Entries for labeling with bounding boxes:
>> BEGIN

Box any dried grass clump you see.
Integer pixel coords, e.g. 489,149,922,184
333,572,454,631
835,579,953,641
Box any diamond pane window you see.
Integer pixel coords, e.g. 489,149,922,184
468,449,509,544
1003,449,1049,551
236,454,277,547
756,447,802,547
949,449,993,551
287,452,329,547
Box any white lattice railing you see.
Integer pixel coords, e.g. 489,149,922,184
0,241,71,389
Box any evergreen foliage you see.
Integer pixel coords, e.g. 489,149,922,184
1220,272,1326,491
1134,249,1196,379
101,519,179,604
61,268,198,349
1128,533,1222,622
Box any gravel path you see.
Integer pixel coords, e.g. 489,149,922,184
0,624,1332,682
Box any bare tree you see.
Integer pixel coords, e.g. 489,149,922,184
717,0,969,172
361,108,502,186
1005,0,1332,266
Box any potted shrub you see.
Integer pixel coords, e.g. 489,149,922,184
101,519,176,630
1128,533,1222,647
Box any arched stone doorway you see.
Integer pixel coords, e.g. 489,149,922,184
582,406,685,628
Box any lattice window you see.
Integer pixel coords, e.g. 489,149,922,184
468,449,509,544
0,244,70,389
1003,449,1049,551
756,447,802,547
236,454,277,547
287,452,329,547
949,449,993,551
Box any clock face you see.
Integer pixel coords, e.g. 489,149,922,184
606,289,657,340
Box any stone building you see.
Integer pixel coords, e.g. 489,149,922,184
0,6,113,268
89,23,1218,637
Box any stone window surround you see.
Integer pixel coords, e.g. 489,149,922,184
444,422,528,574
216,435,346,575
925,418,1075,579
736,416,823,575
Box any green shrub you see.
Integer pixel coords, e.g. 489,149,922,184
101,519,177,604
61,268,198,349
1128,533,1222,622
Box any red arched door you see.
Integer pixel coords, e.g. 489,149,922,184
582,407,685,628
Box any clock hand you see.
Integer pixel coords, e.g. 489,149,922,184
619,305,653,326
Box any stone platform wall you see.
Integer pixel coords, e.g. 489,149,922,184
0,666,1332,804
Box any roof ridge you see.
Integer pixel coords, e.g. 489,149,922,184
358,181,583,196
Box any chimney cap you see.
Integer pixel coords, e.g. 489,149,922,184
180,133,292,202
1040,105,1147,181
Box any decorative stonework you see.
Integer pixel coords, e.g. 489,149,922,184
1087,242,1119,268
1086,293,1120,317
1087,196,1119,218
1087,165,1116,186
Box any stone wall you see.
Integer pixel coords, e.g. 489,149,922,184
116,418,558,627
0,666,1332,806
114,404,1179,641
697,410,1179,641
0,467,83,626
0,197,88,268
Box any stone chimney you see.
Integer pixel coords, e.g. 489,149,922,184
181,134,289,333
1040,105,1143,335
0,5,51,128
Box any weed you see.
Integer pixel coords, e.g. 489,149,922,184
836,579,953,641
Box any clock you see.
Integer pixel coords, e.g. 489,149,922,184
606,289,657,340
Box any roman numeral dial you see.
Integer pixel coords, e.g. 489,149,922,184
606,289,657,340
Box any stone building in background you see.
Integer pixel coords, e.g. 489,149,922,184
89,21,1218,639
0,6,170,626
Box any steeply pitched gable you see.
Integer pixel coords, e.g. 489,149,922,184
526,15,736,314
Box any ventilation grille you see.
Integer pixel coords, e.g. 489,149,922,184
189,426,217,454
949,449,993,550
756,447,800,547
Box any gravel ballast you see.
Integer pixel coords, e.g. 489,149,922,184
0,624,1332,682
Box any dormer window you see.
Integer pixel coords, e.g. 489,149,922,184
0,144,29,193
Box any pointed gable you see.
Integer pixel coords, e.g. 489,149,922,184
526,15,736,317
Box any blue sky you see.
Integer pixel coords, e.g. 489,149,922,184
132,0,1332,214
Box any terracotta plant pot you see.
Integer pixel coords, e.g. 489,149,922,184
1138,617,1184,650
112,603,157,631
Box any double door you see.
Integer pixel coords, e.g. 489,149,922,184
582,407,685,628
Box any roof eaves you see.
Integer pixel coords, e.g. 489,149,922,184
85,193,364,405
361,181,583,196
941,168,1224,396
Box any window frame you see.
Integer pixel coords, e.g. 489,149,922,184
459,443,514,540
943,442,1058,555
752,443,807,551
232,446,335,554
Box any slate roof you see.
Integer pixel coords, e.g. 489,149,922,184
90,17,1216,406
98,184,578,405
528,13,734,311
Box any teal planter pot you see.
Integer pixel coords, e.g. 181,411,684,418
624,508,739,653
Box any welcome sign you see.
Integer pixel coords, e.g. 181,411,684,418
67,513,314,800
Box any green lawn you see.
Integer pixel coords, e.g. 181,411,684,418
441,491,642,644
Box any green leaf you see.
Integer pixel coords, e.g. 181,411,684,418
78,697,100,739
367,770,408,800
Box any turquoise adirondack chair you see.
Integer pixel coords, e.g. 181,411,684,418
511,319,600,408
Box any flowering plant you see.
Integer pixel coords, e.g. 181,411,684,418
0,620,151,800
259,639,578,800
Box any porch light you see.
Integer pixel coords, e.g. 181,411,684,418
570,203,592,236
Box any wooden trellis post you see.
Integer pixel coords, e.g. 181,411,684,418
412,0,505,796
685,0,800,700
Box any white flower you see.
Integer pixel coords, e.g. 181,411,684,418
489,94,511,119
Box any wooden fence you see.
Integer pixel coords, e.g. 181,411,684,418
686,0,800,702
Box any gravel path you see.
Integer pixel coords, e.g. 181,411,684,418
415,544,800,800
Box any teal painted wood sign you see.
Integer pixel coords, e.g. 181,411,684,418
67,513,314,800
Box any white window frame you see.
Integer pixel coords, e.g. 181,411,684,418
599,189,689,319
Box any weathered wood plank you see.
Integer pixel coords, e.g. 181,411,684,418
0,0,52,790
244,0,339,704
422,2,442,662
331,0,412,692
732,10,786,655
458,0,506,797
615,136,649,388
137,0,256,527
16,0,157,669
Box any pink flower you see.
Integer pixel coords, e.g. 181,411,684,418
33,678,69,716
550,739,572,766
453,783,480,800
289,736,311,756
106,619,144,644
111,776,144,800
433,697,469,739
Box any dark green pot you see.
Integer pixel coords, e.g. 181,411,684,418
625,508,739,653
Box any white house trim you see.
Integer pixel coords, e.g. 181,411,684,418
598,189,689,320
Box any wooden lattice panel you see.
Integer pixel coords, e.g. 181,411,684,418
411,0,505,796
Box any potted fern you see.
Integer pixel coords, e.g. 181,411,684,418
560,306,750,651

>> END

Given task
Reproduce all of the entries above line for line, without changing anything.

Answer to this problem
Box any dried grass clump you see.
Integer pixel coords, e.g. 489,149,922,184
333,572,454,631
835,579,953,641
Box any diamond pane window you see.
Integer pixel coords, e.g. 489,149,922,184
468,449,509,544
1003,449,1049,551
236,454,277,547
756,447,802,547
949,449,993,551
287,452,329,547
Box any white lattice railing you see.
Integer pixel coords, e.g. 489,149,922,184
0,241,71,389
Box any evergreen foliage you see.
Integer pixel coords, e.g. 489,149,922,184
1220,272,1326,491
1134,249,1196,379
101,519,179,604
61,268,198,349
1128,533,1222,622
Box any gravel path you see.
Integer pixel coords, e.g. 489,149,922,184
0,624,1332,682
Box any bare tree you see.
Integer pixel coords, e.g. 489,149,922,184
717,0,969,172
361,108,502,186
1005,0,1332,266
Box any potted shrub you see.
Integer pixel coords, e.g. 489,149,922,184
101,519,176,630
1128,533,1222,647
Box any arched stone doorway you see.
Integer pixel coords, e.g. 489,149,922,184
582,406,685,628
Box any lattice window you see.
Integer pixel coords, e.g. 489,149,922,184
468,449,509,544
0,244,70,389
1003,449,1049,551
756,447,802,547
236,454,277,547
287,452,329,547
949,449,993,551
Box any clock face you see.
Integer pixel coords, e.g. 489,149,922,184
606,289,657,340
Box any stone building you see.
Integer pixel coords, e.g. 489,149,922,184
0,6,113,268
89,23,1218,637
Box any stone window surround you see.
Integer pixel coords, e.g. 489,149,922,184
444,422,528,574
216,435,346,575
925,418,1075,579
736,416,823,575
Box any green shrub you see.
Integer pixel coords, e.g. 489,149,922,184
101,519,177,604
61,268,198,349
1128,533,1222,622
Box any red arched door you see.
Integer pixel coords, e.g. 489,149,922,184
582,407,685,628
Box any clock hand you see.
Integer pixel coords, e.g. 489,149,922,184
619,305,653,326
Box any stone platform wall you see.
Integer pixel coords, e.g. 489,149,922,184
0,666,1332,804
Box any roof ridge you see.
Integer pixel coords, e.g. 489,149,922,184
358,181,583,196
Box any chimney cap you see.
Integer pixel coords, e.g. 489,149,922,184
180,133,292,202
1040,105,1147,181
Box any decorative stonework you see.
Integer pixel coords, e.g. 489,149,922,184
1087,242,1119,268
1086,293,1120,317
1087,196,1119,218
1087,165,1116,186
Box any stone wall you see.
Integer pixel coords, e.g. 489,149,922,184
116,418,558,627
0,666,1332,806
114,404,1179,641
697,410,1179,641
0,467,83,626
0,197,88,268
Box any stone chimney you see.
Integer pixel coords, e.g. 489,149,922,184
181,134,289,333
1040,105,1143,335
0,5,51,128
Box any weed you see.
Integer pixel coords, e.g. 489,149,922,184
836,579,953,641
Box any clock you see.
Integer pixel coords, e.g. 489,149,922,184
606,289,657,340
Box any roman numeral dial you see.
Integer pixel coords, e.g. 489,149,922,184
606,289,657,340
Box any stone building in background you see.
Integer pixel coords, e.g. 489,149,922,184
89,21,1218,639
0,6,170,626
Box any steeply pitched gable you see.
Integer pixel coords, e.g. 489,149,922,184
526,15,736,314
Box any ventilation grille you see.
Integer pixel coords, e.g. 489,149,922,184
189,426,217,454
949,449,993,550
756,447,800,547
Box any gravel ballast you see.
Integer pixel coords, e.g. 489,149,922,184
0,624,1332,682
Box any dormer window you see.
Integer pixel coords, e.g. 489,149,922,184
0,144,29,193
Box any pointed gable you see.
Integer pixel coords, e.g. 489,149,922,184
526,15,736,317
Box any blue sky you see.
Integer pixel coords, e.g. 489,149,922,184
132,0,1332,214
Box any terracotta plant pot you see.
Integer pixel coords, e.g. 489,149,922,184
1138,617,1184,650
112,603,157,631
Box any double door you see.
Integer pixel coords, e.g. 489,149,922,184
582,407,685,628
Box any roof eaves you see.
Integer pixel coords, e.g. 489,149,922,184
85,193,364,405
361,181,583,196
941,168,1224,396
Box any window frame you see.
Integer pixel coords, e.g. 489,149,922,184
459,443,514,540
943,442,1058,555
752,443,807,551
232,446,335,554
Box any slate roof you see.
Integer pixel coords, e.g. 489,149,922,184
90,17,1216,406
98,184,578,405
528,13,734,311
Box any teal planter pot you see.
Integer pixel coords, e.g. 181,411,684,418
624,508,739,653
Box any welcome sign you see.
Integer pixel coords, e.g. 181,411,684,418
67,513,314,800
Box any green lawn you see.
Integer pixel coords, e.g. 181,411,684,418
441,491,642,644
Box any green leaf you see.
Integer pixel coords, e.g. 181,411,684,418
78,697,100,739
367,770,408,800
Box any turquoise adirondack chair you see.
Integer pixel coords, e.g. 181,411,684,418
511,319,600,408
Box any flowering plant you see.
Integer pixel coords, e.g. 181,411,684,418
0,620,151,800
259,639,578,800
Box any porch light you see.
Integer pixel coords, e.g. 181,411,684,418
570,203,592,236
Box any wooden trellis post you see.
Integer pixel coords, e.g. 181,411,684,418
412,0,505,796
685,0,800,700
Box any white flower you see.
Integer pixel coords, e.g. 181,411,684,418
489,94,511,119
Box any wooden fence you see.
Integer pixel coords, e.g. 181,411,684,418
686,0,800,702
Box any gravel path you see.
Integer pixel coords, e.g. 181,411,684,418
415,544,800,800
Box any teal painted wood sign you see.
Integer pixel coords, e.g. 181,411,684,418
67,513,314,800
Box any white window frame you see.
Integer pixel coords, e.g. 181,411,684,418
599,189,689,319
Box any weathered wood plank you see.
Integer pixel coords, e.g. 181,411,684,418
0,0,52,790
244,0,339,704
422,2,442,662
331,0,412,692
732,10,786,655
458,0,506,797
615,136,649,388
137,0,256,527
16,0,157,669
Box any pink flower you see.
Integer pixel coords, e.g. 181,411,684,418
33,678,69,716
550,739,572,766
453,783,480,800
289,736,311,756
106,619,144,644
111,776,144,800
433,697,469,739
Box any dark green pot you see.
Integer pixel coords, e.g. 181,411,684,418
625,508,739,653
Box any white house trim you see.
Integer pixel coords, e.g. 181,411,684,418
598,189,689,320
Box any wooden lattice panel you see.
Integer pixel coords, e.g. 181,411,684,418
411,0,505,796
Box any potted fern you see.
Integer pixel coords, e.g. 181,411,684,418
560,306,750,651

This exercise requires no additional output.